** BEGIN Record excerpts **

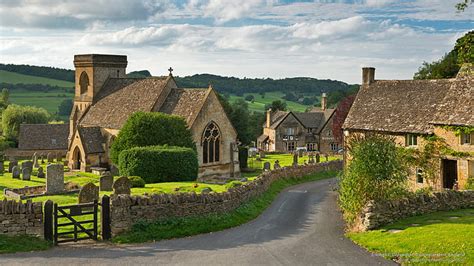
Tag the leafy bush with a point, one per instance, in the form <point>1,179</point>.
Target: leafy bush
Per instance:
<point>136,181</point>
<point>150,129</point>
<point>15,115</point>
<point>159,163</point>
<point>376,171</point>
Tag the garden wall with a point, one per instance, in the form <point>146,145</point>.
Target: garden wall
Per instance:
<point>17,218</point>
<point>126,210</point>
<point>376,214</point>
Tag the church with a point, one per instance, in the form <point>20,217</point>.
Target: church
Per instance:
<point>105,97</point>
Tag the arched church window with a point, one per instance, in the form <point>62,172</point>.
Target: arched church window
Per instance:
<point>84,82</point>
<point>211,143</point>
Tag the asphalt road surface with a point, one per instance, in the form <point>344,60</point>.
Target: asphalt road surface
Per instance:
<point>302,227</point>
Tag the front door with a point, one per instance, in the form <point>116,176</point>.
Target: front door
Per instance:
<point>450,173</point>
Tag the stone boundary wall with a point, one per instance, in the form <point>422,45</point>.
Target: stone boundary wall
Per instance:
<point>18,218</point>
<point>377,214</point>
<point>126,210</point>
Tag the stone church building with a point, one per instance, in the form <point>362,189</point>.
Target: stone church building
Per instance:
<point>105,98</point>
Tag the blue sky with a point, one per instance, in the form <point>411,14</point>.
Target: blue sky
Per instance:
<point>248,38</point>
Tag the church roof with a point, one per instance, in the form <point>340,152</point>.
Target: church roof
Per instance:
<point>92,139</point>
<point>411,106</point>
<point>120,97</point>
<point>43,137</point>
<point>185,103</point>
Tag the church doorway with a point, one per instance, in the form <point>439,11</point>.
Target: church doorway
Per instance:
<point>76,158</point>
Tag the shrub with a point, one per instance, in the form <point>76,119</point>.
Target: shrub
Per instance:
<point>151,129</point>
<point>159,163</point>
<point>136,181</point>
<point>376,171</point>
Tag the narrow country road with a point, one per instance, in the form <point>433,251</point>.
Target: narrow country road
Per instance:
<point>302,227</point>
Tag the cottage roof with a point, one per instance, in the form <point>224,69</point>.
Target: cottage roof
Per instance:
<point>43,137</point>
<point>120,97</point>
<point>185,103</point>
<point>92,139</point>
<point>397,105</point>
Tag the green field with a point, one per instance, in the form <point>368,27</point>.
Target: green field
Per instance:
<point>258,105</point>
<point>15,78</point>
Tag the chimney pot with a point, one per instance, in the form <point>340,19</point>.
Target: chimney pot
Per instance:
<point>368,75</point>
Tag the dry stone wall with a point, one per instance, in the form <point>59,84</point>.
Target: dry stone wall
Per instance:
<point>377,214</point>
<point>127,210</point>
<point>17,218</point>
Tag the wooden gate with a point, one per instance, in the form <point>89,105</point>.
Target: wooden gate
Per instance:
<point>83,218</point>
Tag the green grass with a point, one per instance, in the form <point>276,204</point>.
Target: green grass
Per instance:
<point>22,243</point>
<point>258,105</point>
<point>16,78</point>
<point>181,227</point>
<point>427,239</point>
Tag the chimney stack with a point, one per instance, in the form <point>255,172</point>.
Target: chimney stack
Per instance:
<point>368,75</point>
<point>269,111</point>
<point>323,101</point>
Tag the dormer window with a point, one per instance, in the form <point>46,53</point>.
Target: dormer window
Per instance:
<point>466,139</point>
<point>411,140</point>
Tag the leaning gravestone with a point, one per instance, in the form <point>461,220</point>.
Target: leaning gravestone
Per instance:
<point>89,193</point>
<point>27,164</point>
<point>16,172</point>
<point>40,172</point>
<point>122,186</point>
<point>54,178</point>
<point>266,166</point>
<point>26,173</point>
<point>106,182</point>
<point>11,165</point>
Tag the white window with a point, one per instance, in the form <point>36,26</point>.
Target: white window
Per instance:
<point>411,140</point>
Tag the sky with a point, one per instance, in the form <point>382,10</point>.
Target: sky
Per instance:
<point>243,38</point>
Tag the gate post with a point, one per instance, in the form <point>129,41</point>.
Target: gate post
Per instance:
<point>105,215</point>
<point>48,220</point>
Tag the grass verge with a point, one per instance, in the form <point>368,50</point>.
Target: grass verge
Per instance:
<point>182,227</point>
<point>436,238</point>
<point>22,243</point>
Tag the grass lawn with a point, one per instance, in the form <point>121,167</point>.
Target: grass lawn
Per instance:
<point>181,227</point>
<point>258,105</point>
<point>22,243</point>
<point>442,237</point>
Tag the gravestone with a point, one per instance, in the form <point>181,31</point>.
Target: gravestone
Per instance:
<point>40,172</point>
<point>49,157</point>
<point>26,164</point>
<point>26,173</point>
<point>295,159</point>
<point>266,166</point>
<point>276,165</point>
<point>122,186</point>
<point>11,165</point>
<point>54,178</point>
<point>106,182</point>
<point>88,193</point>
<point>16,172</point>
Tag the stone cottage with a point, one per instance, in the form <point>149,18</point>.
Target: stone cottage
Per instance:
<point>285,131</point>
<point>105,98</point>
<point>411,110</point>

** END Record excerpts **

Extract, verbatim, the lines from the one containing "Tag the gate" through the last line of the listing above.

*Expected answer:*
Tag the gate post with a point, one per instance, in the form <point>129,41</point>.
Target: gate post
Per instance:
<point>105,215</point>
<point>48,220</point>
Tag the grass verge with a point, one per instance, in the form <point>368,50</point>.
Target: grass verge
Per instance:
<point>182,227</point>
<point>436,238</point>
<point>22,243</point>
Tag the grass lawn with a point, one per instance, in the form <point>121,167</point>.
Target: grass lawn
Per instance:
<point>181,227</point>
<point>258,105</point>
<point>22,243</point>
<point>442,237</point>
Tag the gravestone with a point, one per instance, in the form <point>181,31</point>.
Target: gravestone
Per instance:
<point>40,172</point>
<point>49,157</point>
<point>26,164</point>
<point>26,173</point>
<point>295,159</point>
<point>266,166</point>
<point>276,165</point>
<point>122,186</point>
<point>11,165</point>
<point>54,178</point>
<point>106,182</point>
<point>88,193</point>
<point>16,172</point>
Tag the stone cottage with a point, one per instance, in the form <point>149,18</point>.
Target: stone cottage
Per instance:
<point>285,131</point>
<point>105,98</point>
<point>411,110</point>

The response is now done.